**Estratto del documento**.
..............................

Teatro: Ale e Franz, anche una virgola è importante

Sold out all’Orfeo di Taranto per “Tanti lati-latitanti”

CRONACA
Redazione
11.02.2017 11:09

La straordinarietà della lingua italiana, le sue combinazioni e i suoi molteplici sensi nati dalle stesse parole. Il tutto stillato dalla comicità intelligente di Ale e Franz. 

Il teatro Orfeo di Taranto letteralmente gremito, un sold out che rende merito a due ore di spettacolo senza pausa. Il duo comico milanese con “Tanti lati – latitanti” ha fatto ridere e riflettere. Solo alla fine della performance viene svelata l’origine della loro messa in scena: i racconti di un vecchio manicomio del capoluogo lombardo, chiuso da tempo. Le frasi, i pensieri, le emozioni e le paure dei pazienti, scritti su alcuni foglietti raccolti da una psichiatra che ha salvato un patrimonio di carta e che sapientemente Alessandro Besentini e Francesco Villa hanno portato sul palco.

..............................

**Righe di dati**.

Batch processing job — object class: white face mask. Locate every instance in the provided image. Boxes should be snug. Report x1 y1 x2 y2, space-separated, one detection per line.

..............................

**Elenco dei compiti**.
a) Riporta il passo dell'articolo su Ale e Franz che va da "La straordinarietà della" fino a "intelligente di Ale e Franz." compreso.
b) Per ciascuna affermazione indica se è conforme all'articolo su Ale e Franz, rispondendo sì o no e citando le parole decisive: (i) lo spettacolo prevede una pausa a metà; (ii) il duo comico è milanese; (iii) l'origine della messa in scena viene rivelata all'inizio.
c) Continua l'articolo su Ale e Franz a partire dall'ultima frase riportata.
Le righe non servono a svolgere nessuno dei compiti.

**Risposte ai compiti**.
a)
La straordinarietà della lingua italiana, le sue combinazioni e i suoi molteplici sensi nati dalle stesse parole. Il tutto stillato dalla comicità intelligente di Ale e Franz.

b)
(i) No: "due ore di spettacolo senza pausa".
(ii) Sì: "Il duo comico milanese".
(iii) No: "Solo alla fine della performance viene svelata l’origine della loro messa in scena".

c)
Si inizia dalla storia surreale di una coppia che si ritrova dopo tanti anni. Enrico scalpita per rivedere la sua vecchia fiamma Maria, che però nel frattempo e diventata Mario. I due si ritrovano a cena e sfornano come portate principali vecchi ricordiconditi da doppi sensi, liti fatte di rimproveri verbali e insalate lessicali. Ad insaporire la cena, la notizia che tutta la famiglia di Mario ha cambiato sesso: il fratello è diventato la sorella, la madre adesso è il padre e viceversa.

Si cambia scena con un intermezzo che si ripete per ogni stacco, in un’atmosfera buia e illuminata solo da un albero spoglio sul quale, non si sa per quale motivo, Ale cerca sempre di arrampicarsi mentre esprime il suo desiderio di cercare Dio.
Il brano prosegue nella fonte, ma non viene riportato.